___ DOCUMENT EXCERPT ___

The Laindon Picture Theatre

Those famous red seats

By Nina Humphrey (nee Burton)

The cinema in Laindon opened in 1929.  My parents could well have been among the very first customers as my mum (Jessica Devine) once told me that was where my dad (George Burton) took her on their first date.  They married the following year 1930.

Initially known as ‘Laindon Picture Theatre’, the cinema’s name was changed to ‘The Radion' around 1936/7.

There’s an interesting article on the Basildon History website which includes some great photographs.  I recognised the usherette on the left as Mrs Riggs who worked there during the sixties and lived in a turning off King Edward Road.  I have placed a link to the website below as it is well worth a visit.

http://www.basildon.com/history/laindon/radion.html

My memories of the Radion start in the early fifties when it was one of the main forms of entertainment previous to television.  Like lots of families, we had a piano in our parlour that provided some entertainment.  My sister and I both had piano lessons, she being a much better player than me although we did manage to master a particularly easy duet.  My Mum played with her right hand, by ear and vamped with her left hand.  We kept lots of sheet music in a piano stool.  I loved the radio.  “Listen With Mother” at a quarter to two each day where I heard and loved my first piece of classical music ‘The Sugar Plum Fairy’.   In later years – Luxenburg in the evenings and Radio Vaticano on Saturday mornings which played the latest pop songs.

We often went to the Radion in Laindon High Road and watched ‘Tazan’ swinging through the trees.  Sometimes we went in half way through a film and watched it round again until we said “this is where we came in”.   Whenever there was a scary bit in a film, my mum would annoyingly put her hand in front of my eyes.  She did that during the train crash scene in “The Greatest Show on Earth”.  Mum and Dad left when the film finished but my sister and I stayed to watch the film again (something that was allowed back then).  This time I watched the train crash scene and wasn’t scared at all – it was obvious the two trains were only models.  I loved it when my sister took me to the ladies with its shell-shaped lamp shades which created a lovely soft pink light.  I imagined that was how Film Stars’ dressing rooms looked.

When I was ten years old I went to see The Court Jester along with many others from Markhams Chase School and immediately fell in love with Danny Kaye.  He was so talented, comical and adorable.  He could sing, dance, do tongue twisters, make you fall about laughing or swoon with a romantic song.  I was smitten.  For weeks afterwards his catch phrases were used at school, for instance:  “Get it.  Got it.  Good”. Trying to master his tongue twister rhyme about the “Challis from the Palace has the Brew which is True” kept us occupied for ages.

We also watched John Wayne in Davy Crockett, whose racoon fur hat became a fashion item.  My Aunt Kath, a dressmaker, made one each for all the children in our family, out of an old fur coat.  They were wonderful, fully lined with a tail hanging down the back.

When I was about 13 or so, I went to see Elvis Presley in ‘Wild in the Country’.  When he was singing ‘Love me Tender’ one of the girls called out from the back row “Oooooooo El” and everybody fell about laughing.

___ INFORMATION GIVEN ___

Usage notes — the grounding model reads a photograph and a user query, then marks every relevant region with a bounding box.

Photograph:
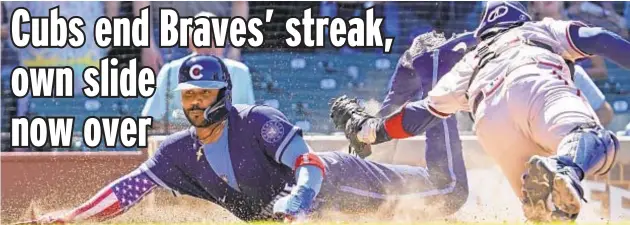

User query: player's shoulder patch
[158,128,195,154]
[399,30,447,69]
[223,58,249,72]
[260,119,285,144]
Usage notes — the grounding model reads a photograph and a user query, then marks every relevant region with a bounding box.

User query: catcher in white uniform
[331,2,630,221]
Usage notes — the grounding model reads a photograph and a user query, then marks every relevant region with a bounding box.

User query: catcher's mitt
[330,95,374,158]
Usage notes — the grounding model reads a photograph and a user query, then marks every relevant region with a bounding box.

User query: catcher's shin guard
[558,124,619,180]
[523,124,619,221]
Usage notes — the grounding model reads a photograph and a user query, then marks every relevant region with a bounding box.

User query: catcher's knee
[558,124,619,176]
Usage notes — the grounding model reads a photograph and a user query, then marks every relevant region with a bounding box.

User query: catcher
[28,55,467,223]
[331,2,630,221]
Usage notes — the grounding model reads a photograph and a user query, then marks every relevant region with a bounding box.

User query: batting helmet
[175,54,232,126]
[475,1,532,39]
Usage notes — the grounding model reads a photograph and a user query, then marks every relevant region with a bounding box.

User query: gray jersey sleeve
[574,65,606,111]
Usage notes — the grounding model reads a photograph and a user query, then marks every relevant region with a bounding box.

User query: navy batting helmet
[175,54,232,126]
[475,1,532,39]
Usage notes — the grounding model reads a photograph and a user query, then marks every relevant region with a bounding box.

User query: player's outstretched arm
[249,106,325,221]
[274,135,325,221]
[36,170,157,224]
[330,96,450,144]
[357,99,449,144]
[569,25,630,69]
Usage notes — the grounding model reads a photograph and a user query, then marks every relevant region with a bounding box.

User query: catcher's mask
[175,54,232,127]
[475,1,532,40]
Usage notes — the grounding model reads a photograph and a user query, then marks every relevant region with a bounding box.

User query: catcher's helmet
[475,1,532,39]
[175,54,232,126]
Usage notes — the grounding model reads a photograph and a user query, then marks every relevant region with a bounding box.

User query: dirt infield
[13,166,607,224]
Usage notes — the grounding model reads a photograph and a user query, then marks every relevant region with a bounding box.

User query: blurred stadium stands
[2,1,630,151]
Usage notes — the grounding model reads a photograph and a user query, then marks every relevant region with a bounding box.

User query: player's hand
[330,95,374,158]
[273,187,315,223]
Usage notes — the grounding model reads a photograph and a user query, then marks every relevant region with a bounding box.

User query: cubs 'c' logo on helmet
[188,64,203,80]
[475,1,532,39]
[175,54,232,127]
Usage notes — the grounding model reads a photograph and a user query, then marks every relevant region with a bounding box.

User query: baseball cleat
[522,156,583,222]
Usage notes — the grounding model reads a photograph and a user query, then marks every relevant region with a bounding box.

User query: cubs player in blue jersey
[29,55,467,223]
[331,1,630,221]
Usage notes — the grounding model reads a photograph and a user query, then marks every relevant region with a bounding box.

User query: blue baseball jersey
[130,105,466,221]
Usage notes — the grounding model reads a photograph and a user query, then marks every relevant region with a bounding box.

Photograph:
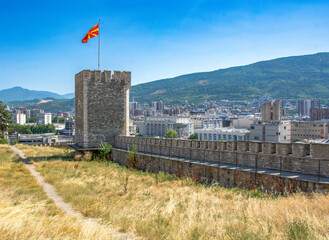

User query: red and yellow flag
[81,23,98,43]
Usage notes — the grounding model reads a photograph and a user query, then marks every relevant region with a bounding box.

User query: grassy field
[15,145,329,239]
[0,145,121,240]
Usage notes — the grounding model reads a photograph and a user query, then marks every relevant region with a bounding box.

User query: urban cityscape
[7,97,329,144]
[0,0,329,240]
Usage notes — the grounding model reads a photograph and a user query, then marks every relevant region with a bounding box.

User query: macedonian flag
[81,23,98,43]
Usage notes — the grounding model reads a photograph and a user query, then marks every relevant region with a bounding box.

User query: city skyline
[0,1,329,94]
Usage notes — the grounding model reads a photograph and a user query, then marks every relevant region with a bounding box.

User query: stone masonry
[75,70,131,148]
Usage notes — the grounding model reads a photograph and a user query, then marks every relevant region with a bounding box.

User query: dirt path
[10,146,139,239]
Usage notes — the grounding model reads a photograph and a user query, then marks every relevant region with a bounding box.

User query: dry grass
[19,147,329,239]
[0,145,121,240]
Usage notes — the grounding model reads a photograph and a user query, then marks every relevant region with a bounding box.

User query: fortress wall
[115,136,329,177]
[112,148,329,193]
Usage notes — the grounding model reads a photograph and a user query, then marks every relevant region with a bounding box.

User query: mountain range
[0,87,74,101]
[130,53,329,104]
[0,53,329,105]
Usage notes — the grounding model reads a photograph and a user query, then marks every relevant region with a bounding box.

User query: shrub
[98,141,112,160]
[0,138,8,144]
[165,129,178,138]
[287,220,314,240]
[127,145,137,168]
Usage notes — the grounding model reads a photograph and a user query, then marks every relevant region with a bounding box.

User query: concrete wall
[114,136,329,177]
[75,70,131,148]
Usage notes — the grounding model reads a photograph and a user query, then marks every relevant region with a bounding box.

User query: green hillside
[130,53,329,104]
[4,98,74,113]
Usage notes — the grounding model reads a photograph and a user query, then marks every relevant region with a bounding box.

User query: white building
[43,113,52,124]
[14,113,26,125]
[37,113,52,124]
[250,120,291,143]
[140,116,193,138]
[195,128,250,141]
[231,117,259,129]
[191,115,223,129]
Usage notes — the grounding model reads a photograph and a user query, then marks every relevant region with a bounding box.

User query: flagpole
[98,19,101,70]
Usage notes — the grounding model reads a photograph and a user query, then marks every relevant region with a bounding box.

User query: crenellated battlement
[75,69,131,148]
[75,69,131,88]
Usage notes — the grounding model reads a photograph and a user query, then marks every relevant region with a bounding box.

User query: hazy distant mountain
[130,53,329,104]
[0,87,74,101]
[62,93,75,99]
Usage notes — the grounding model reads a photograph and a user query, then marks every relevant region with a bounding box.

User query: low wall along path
[113,136,329,192]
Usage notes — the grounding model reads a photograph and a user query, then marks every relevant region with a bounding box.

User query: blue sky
[0,0,329,94]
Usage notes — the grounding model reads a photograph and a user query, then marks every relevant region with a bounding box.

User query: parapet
[75,69,131,88]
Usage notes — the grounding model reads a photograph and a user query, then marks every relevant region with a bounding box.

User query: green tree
[188,133,199,139]
[165,129,178,138]
[0,101,11,139]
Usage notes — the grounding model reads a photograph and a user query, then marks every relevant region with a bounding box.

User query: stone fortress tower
[75,70,131,148]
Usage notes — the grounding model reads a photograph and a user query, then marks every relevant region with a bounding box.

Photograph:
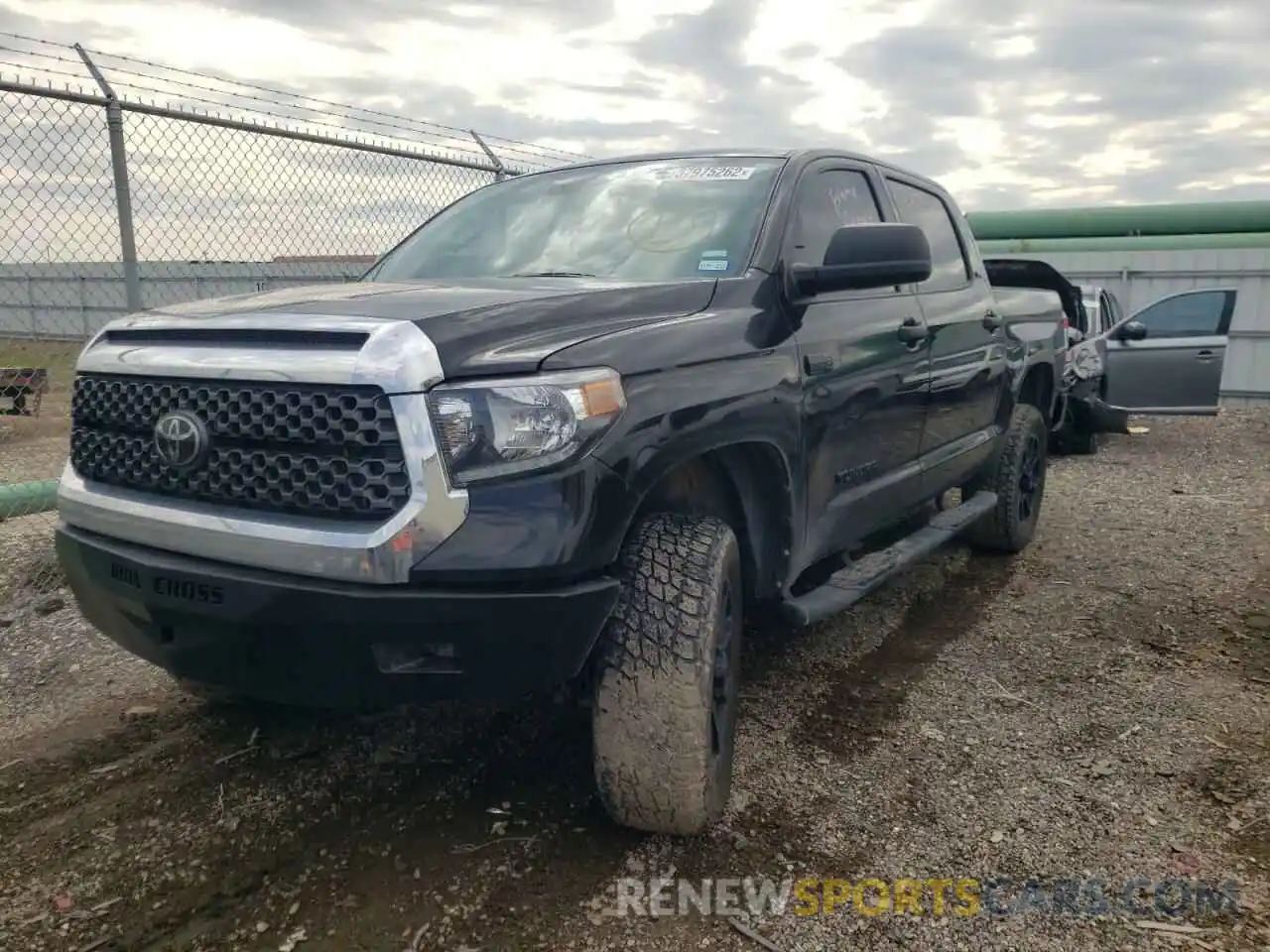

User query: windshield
[364,156,785,281]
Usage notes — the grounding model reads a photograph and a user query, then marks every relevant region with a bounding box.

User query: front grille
[71,375,410,521]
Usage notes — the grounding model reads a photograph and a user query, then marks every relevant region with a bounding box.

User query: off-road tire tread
[964,404,1049,553]
[591,513,742,835]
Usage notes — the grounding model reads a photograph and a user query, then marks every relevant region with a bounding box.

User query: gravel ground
[0,416,1270,952]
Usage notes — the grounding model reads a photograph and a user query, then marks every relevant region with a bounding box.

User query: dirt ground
[0,416,1270,952]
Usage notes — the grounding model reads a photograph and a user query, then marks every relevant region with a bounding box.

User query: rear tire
[591,514,743,835]
[962,404,1049,553]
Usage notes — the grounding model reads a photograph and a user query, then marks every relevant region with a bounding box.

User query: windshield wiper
[504,272,599,278]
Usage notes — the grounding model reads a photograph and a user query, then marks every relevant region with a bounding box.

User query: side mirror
[789,222,933,298]
[1116,321,1147,340]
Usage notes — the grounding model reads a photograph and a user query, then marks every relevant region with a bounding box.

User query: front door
[1106,290,1235,414]
[784,160,930,566]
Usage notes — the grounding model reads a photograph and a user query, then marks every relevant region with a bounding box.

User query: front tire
[962,404,1049,553]
[591,514,743,835]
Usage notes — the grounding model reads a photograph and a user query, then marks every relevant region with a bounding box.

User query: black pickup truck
[58,150,1063,834]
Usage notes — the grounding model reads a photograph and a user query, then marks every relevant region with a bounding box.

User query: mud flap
[1071,394,1129,432]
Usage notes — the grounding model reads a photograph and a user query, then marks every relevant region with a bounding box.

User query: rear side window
[794,169,881,264]
[1134,291,1234,339]
[886,178,970,294]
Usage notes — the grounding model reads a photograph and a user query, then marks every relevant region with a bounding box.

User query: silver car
[1085,289,1237,416]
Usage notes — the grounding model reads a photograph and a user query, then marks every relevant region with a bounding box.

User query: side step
[781,491,997,635]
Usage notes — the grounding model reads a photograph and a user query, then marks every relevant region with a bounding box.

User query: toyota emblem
[155,410,208,470]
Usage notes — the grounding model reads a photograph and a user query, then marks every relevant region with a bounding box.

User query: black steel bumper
[58,526,617,707]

___

GOAL: Please give the name the Laindon cinema took in about 1936/7, according to the memoir. You won't need the lines above.

RESULT: The Radion